*** Opening Excerpted passage ***
# Which anti virus proctection is best



## Ruby (May 10, 2002)

I have a HP Pavilion slimline s3012n PC, running Vista

To say upfront I can't afford to buy anti virus proctection

I am now using AVG free anti virus protection but it slows my computer WAYYYYY down when it's scanning.

Compared to Avast and Microsoft Security Essentials which of the three are best and fastest.

Oh and I also use PC Tools Spyware Doctor.


----------



## Kung (Jan 19, 2004)

IMHO, MSE is one of the better ones out there. I say this not because "I like it" (because I'm not a huge fan of Microsoft) but because it's been highly rated.


----------



## Pennsyltucky (Oct 8, 2009)

I use AVG too. You need to adjust you settings to scan when you aren't using your computer. Any antivirus program will slow down your system when performing a scan. So, set it to scan, for example, every week at 2:00 am on Wednesday. Remember to leave your computer on Tues. night and you shouldn't be interrupted by a scan again. 

To adjust scan time, double click on the AVG icon in the system tray. (Bottom right in the task bar.) Click "computer scanner" on the left. At the bottom of the screen, click "manage scheduled scans". Click "edit scan schedule". From here, you can adjust your scan schedule and which folders are scanned. Hope this helps.
*** Closing Excerpted passage ***
*** Opening Extracted records ***
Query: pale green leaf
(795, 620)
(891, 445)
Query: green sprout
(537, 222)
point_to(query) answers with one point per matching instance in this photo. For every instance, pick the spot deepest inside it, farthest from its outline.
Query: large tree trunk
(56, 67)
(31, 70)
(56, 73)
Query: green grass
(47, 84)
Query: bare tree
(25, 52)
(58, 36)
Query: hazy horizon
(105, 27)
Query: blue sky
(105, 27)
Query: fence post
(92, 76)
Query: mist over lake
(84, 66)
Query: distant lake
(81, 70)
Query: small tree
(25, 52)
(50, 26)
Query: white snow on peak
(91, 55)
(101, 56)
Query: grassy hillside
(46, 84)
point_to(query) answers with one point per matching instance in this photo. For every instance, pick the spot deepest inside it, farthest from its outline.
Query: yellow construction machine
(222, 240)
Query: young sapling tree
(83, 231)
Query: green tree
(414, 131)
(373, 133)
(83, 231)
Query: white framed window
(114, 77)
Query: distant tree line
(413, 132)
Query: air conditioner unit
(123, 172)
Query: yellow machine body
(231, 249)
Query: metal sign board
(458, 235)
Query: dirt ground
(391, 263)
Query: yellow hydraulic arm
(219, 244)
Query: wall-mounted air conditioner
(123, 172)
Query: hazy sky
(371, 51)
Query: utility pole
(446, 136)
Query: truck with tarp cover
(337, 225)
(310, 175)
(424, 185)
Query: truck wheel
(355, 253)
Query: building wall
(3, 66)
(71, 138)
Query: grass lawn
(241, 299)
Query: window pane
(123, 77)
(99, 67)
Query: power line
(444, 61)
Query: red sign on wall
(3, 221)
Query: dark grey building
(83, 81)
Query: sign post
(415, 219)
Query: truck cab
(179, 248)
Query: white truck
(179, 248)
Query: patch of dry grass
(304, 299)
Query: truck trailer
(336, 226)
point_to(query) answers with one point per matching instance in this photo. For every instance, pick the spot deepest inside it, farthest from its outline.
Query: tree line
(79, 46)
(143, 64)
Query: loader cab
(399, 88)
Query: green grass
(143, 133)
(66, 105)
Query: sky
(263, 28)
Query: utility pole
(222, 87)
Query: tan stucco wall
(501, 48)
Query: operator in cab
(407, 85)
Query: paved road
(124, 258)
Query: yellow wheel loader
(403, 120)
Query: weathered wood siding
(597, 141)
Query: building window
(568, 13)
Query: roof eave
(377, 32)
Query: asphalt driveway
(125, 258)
*** Closing Extracted records ***
- [What to produce]: Reproduce word for word the part of the antivirus thread starting at "## Kung (Jan" and ending at "Hope this helps.".

- [Answer to the problem]:
## Kung (Jan 19, 2004)

IMHO, MSE is one of the better ones out there. I say this not because "I like it" (because I'm not a huge fan of Microsoft) but because it's been highly rated.


----------



## Pennsyltucky (Oct 8, 2009)

I use AVG too. You need to adjust you settings to scan when you aren't using your computer. Any antivirus program will slow down your system when performing a scan. So, set it to scan, for example, every week at 2:00 am on Wednesday. Remember to leave your computer on Tues. night and you shouldn't be interrupted by a scan again. 

To adjust scan time, double click on the AVG icon in the system tray. (Bottom right in the task bar.) Click "computer scanner" on the left. At the bottom of the screen, click "manage scheduled scans". Click "edit scan schedule". From here, you can adjust your scan schedule and which folders are scanned. Hope this helps.